The request: Could you set down, word for word, the part of the court opinion excerpt that opens with the words "Plaintiff also argues" and closes with "under this ground."?
## BEGIN Text extract
Plaintiff also argues that a manufacturer has a non-delegable duty to produce a reasonably safe product. However well-founded, this argument seems misplaced since the issue presented by this motion is what conduct of the defendant may be examined in determining if the alleged duty has been met. Defendant's evidence will not be excluded under this ground.
Adequacy of Pleadings
Plaintiff next argues that even if the disputed evidence is relevant to a Sandyik's defense, Sandvik should be kept from presenting it under Rule 8(c) of the Federal Rules of Civil Procedure, which requires that a party plead affirmative defenses. If an affirmative defense is not plead, then that defense is waived. Bank Leumi Le-Israel, B.M. v. Lee, 928 F.2d 232, 235 (7th Cir. 1991). This rule may not be strictly applied if through discovery a plaintiff is put on notice of the defenses to be used at trial. Fort Howard Paper Co. v. Standard Havens. Inc., 901 F.2d 1373, 1378 (7th Cir. 1990). In answering plaintiff's allegation of negligence, Saudvik states that it complied with any duties it may have had in manufacturing and designing the machine in this case. It also denies that "any condition of the product proximately caused or resulted in Plaintiff's alleged injuries, . . ." (Ans., ¶ 23).
Plaintiff argues that under Rule 8(c) this general denial by Sandvik constitutes a waiver of certain defenses, making the evidence offered to support those defenses irrelevant. Plaintiff asserts that Sandvik cannot now argue that it was originally negligent and then corrected the deficiencies, or that Witco's failure to install the safety equipment provided by Sandvik was a superceding cause of plaintiff's injuries. Rule 8(c) provides a list of specific defenses that must be affirmatively raised that do not include lack of proximate cause or superceding cause. It does however cover "any other matter constituting an avoidance or affirmative defense."
Sandvik's defense to the claim of negligence does not appear to be an affirmative defense, such as assumption of risk or contributory negligence, and is likely outside the scope of Rule 8(c). In any event, we find that the plaintiff has had sufficient notice of Sandvik's proposed defense. The evidence of Sandvik's safety campaign and Witco's failure to install equipment are not barred by Rule 8(c).
## END Text extract
## BEGIN Dataset excerpts
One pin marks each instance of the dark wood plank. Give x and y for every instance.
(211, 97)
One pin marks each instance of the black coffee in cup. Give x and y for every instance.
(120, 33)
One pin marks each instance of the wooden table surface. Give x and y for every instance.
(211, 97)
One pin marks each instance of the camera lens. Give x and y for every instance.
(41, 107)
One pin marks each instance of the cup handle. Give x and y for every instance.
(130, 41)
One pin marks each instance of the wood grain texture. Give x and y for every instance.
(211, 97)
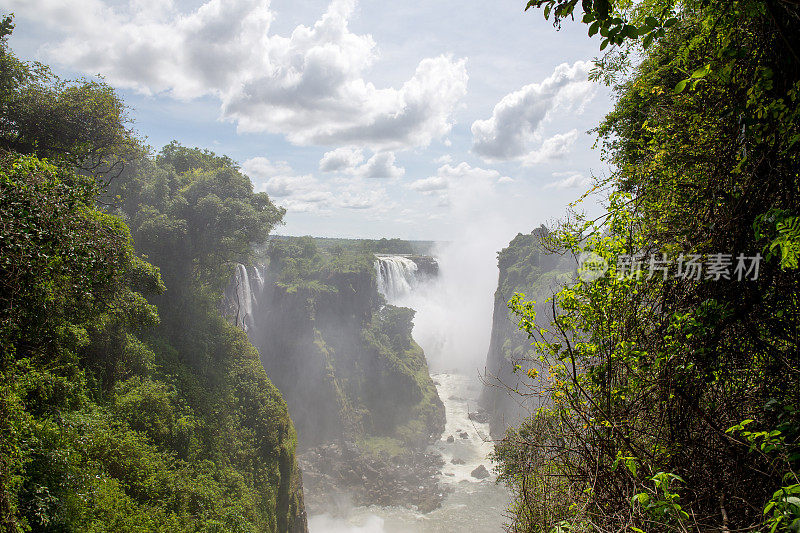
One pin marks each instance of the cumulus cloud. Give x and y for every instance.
(460, 176)
(261, 168)
(515, 126)
(305, 193)
(340, 159)
(380, 166)
(309, 86)
(555, 147)
(432, 183)
(569, 180)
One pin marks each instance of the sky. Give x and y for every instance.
(419, 120)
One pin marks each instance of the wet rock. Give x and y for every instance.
(479, 416)
(411, 479)
(480, 472)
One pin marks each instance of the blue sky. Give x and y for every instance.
(421, 120)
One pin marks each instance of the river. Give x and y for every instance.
(477, 506)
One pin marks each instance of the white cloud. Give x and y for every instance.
(282, 186)
(364, 199)
(308, 86)
(569, 180)
(379, 166)
(260, 168)
(516, 122)
(340, 159)
(432, 183)
(556, 147)
(458, 177)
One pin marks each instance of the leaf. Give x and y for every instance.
(630, 31)
(701, 72)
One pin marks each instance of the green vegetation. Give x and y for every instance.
(346, 362)
(127, 403)
(334, 245)
(674, 403)
(526, 267)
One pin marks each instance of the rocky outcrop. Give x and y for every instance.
(345, 362)
(527, 267)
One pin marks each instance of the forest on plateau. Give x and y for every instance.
(127, 401)
(674, 401)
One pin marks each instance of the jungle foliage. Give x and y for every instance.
(345, 361)
(674, 403)
(127, 403)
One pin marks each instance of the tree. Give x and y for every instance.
(82, 123)
(674, 402)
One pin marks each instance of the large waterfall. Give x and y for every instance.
(247, 294)
(397, 276)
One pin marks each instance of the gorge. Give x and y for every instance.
(385, 444)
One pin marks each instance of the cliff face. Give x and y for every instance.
(526, 267)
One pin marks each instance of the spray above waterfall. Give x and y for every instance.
(248, 292)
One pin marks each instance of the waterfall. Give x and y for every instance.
(396, 276)
(246, 295)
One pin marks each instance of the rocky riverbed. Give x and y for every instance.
(338, 470)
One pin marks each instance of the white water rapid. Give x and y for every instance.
(248, 293)
(397, 276)
(446, 326)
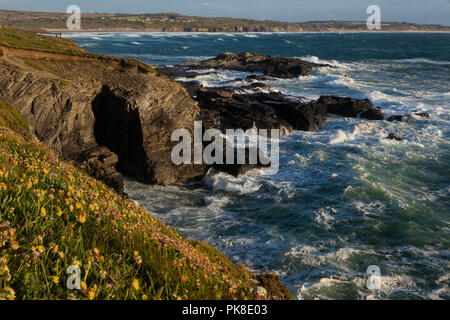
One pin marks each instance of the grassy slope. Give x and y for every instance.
(53, 215)
(26, 40)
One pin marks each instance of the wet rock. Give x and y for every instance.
(400, 118)
(177, 72)
(108, 119)
(351, 107)
(393, 136)
(254, 77)
(278, 67)
(225, 109)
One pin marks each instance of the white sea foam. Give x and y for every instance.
(225, 182)
(317, 60)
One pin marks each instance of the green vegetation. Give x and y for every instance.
(11, 118)
(34, 64)
(53, 215)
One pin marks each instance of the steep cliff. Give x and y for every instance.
(110, 115)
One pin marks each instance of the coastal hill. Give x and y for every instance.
(173, 22)
(54, 214)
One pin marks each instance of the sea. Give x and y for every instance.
(345, 200)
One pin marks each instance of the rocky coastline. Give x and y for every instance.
(114, 119)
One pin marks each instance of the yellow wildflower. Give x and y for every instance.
(82, 218)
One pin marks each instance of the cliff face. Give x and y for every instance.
(108, 116)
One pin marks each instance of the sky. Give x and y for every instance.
(416, 11)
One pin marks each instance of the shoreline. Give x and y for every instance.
(65, 31)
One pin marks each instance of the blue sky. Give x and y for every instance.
(419, 11)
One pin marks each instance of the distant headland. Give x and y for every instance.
(174, 22)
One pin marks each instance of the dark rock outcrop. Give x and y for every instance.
(223, 108)
(277, 67)
(423, 114)
(351, 107)
(108, 118)
(393, 136)
(400, 118)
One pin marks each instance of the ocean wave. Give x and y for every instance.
(314, 59)
(224, 182)
(422, 60)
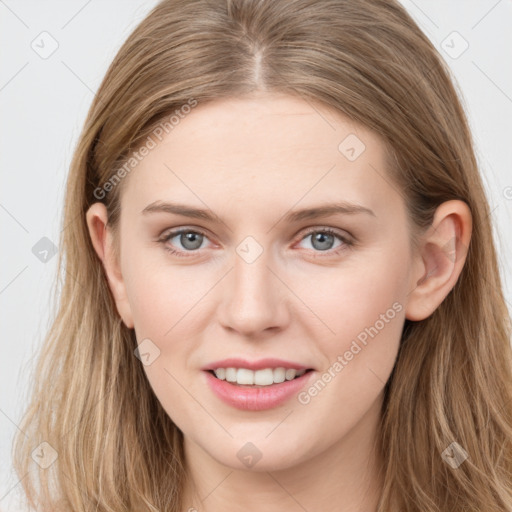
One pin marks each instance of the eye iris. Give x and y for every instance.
(321, 237)
(195, 238)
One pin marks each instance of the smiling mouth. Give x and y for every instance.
(234, 383)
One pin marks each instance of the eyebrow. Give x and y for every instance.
(314, 212)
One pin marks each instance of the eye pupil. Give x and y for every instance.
(321, 238)
(191, 237)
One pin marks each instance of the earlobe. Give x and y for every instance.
(103, 243)
(440, 259)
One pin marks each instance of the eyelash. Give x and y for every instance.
(347, 243)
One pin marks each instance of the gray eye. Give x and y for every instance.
(321, 241)
(190, 240)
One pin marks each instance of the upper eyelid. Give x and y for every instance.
(172, 232)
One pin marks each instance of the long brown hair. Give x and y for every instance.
(452, 383)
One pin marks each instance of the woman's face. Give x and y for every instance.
(255, 276)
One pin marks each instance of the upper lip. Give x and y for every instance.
(260, 364)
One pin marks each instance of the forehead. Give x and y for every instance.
(280, 148)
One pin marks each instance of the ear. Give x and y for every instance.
(439, 259)
(103, 242)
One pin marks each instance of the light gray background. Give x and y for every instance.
(43, 104)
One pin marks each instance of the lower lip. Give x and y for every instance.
(256, 399)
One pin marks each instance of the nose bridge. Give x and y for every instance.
(253, 300)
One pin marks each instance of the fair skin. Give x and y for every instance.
(251, 161)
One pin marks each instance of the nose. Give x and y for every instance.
(254, 298)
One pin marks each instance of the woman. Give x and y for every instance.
(281, 286)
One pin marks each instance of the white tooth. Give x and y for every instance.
(231, 374)
(264, 377)
(279, 375)
(220, 373)
(244, 376)
(290, 374)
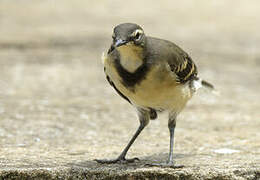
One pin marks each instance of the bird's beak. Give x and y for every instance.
(120, 42)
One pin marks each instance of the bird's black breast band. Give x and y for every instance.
(131, 79)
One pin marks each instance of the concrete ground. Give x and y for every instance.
(58, 113)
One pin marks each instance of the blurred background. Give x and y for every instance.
(55, 101)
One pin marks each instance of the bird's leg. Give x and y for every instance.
(170, 162)
(144, 120)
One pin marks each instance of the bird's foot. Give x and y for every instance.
(166, 165)
(117, 160)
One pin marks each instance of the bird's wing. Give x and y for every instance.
(184, 68)
(179, 61)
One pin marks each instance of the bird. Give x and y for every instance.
(153, 75)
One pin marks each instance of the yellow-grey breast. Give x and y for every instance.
(149, 72)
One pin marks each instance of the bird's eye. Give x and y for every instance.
(113, 36)
(138, 35)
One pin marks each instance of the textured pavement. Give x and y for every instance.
(58, 113)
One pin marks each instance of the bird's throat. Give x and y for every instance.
(131, 57)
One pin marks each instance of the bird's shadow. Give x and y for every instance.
(143, 161)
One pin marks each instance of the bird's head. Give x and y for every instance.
(128, 34)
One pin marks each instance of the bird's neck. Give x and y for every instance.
(131, 57)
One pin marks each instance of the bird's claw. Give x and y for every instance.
(165, 165)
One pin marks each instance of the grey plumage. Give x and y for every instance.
(153, 75)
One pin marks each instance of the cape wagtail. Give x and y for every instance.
(153, 75)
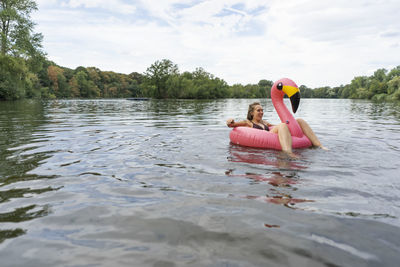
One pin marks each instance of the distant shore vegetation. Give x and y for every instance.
(25, 72)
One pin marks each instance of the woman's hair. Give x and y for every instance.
(251, 109)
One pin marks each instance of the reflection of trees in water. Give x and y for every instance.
(282, 182)
(19, 137)
(376, 110)
(175, 107)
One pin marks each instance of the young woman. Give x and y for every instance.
(254, 120)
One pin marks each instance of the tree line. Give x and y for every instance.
(25, 72)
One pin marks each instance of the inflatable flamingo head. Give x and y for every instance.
(287, 87)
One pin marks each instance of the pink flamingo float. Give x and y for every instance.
(246, 136)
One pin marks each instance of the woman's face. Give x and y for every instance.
(258, 112)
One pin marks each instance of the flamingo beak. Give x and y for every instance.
(294, 94)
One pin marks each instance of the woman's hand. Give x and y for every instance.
(230, 122)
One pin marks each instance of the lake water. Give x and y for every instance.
(157, 183)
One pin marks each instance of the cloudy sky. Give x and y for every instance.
(313, 42)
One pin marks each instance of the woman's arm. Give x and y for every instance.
(232, 123)
(268, 124)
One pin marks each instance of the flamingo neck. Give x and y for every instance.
(285, 115)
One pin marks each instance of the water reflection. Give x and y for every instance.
(277, 159)
(20, 143)
(284, 176)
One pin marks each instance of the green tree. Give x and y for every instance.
(14, 78)
(157, 75)
(16, 29)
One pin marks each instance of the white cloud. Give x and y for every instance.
(316, 43)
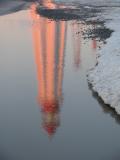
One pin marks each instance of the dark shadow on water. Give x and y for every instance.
(105, 108)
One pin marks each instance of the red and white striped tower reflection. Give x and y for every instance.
(49, 43)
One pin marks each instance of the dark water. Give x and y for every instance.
(47, 109)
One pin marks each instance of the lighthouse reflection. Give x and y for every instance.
(49, 41)
(49, 45)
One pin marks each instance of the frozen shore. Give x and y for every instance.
(105, 76)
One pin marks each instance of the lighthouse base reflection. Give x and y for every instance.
(47, 110)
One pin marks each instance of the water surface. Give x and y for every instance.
(47, 110)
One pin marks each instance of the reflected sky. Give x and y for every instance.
(44, 92)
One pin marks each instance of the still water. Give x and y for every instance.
(47, 109)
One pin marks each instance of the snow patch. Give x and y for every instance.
(105, 76)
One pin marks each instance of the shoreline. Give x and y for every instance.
(105, 76)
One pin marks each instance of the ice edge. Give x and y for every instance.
(105, 76)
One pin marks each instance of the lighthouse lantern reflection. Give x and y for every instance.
(49, 45)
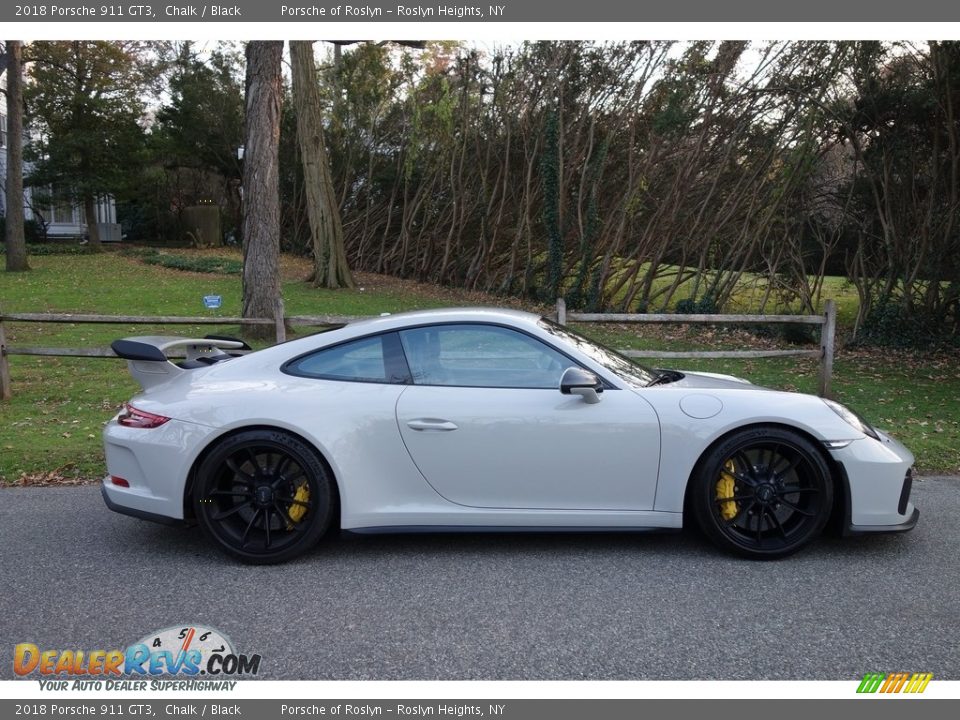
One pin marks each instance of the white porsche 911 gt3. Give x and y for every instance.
(479, 420)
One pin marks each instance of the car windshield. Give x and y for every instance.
(625, 368)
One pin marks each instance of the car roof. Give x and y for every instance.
(445, 315)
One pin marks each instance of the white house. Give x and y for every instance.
(63, 218)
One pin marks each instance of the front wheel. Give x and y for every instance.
(264, 496)
(762, 493)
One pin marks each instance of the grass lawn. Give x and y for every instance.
(50, 430)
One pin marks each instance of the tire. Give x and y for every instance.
(264, 496)
(762, 493)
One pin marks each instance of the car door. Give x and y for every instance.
(487, 426)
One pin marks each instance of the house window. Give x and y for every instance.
(60, 209)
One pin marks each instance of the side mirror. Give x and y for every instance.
(577, 381)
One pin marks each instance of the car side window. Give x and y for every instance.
(481, 356)
(370, 359)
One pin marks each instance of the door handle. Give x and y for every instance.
(431, 425)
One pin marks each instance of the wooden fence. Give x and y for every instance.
(827, 323)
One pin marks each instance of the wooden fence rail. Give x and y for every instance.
(827, 323)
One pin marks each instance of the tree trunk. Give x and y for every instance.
(261, 189)
(90, 215)
(14, 237)
(329, 254)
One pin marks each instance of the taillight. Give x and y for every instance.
(131, 417)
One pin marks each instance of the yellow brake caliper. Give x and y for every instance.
(296, 510)
(728, 510)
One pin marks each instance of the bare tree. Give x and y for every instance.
(329, 255)
(261, 194)
(14, 237)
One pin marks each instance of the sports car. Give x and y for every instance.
(482, 420)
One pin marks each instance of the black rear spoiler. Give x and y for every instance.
(148, 356)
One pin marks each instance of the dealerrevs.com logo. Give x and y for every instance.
(186, 652)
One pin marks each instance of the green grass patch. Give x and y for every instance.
(213, 264)
(50, 430)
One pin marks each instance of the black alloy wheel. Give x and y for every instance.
(264, 496)
(763, 493)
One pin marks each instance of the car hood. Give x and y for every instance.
(713, 380)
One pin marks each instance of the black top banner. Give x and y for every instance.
(539, 11)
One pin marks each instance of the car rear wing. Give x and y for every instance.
(149, 356)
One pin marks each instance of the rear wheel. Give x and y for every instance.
(763, 493)
(264, 496)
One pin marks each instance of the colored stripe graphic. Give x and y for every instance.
(894, 682)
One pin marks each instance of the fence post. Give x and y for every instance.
(828, 333)
(278, 321)
(5, 391)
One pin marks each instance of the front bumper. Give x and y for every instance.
(878, 482)
(132, 511)
(908, 524)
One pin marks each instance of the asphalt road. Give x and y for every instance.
(538, 607)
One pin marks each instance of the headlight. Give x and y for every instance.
(852, 419)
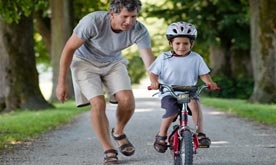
## END Dataset excerpts
Exercise result:
Plaintiff also argues that a manufacturer has a non-delegable duty to produce a reasonably safe product. However well-founded, this argument seems misplaced since the issue presented by this motion is what conduct of the defendant may be examined in determining if the alleged duty has been met. Defendant's evidence will not be excluded under this ground.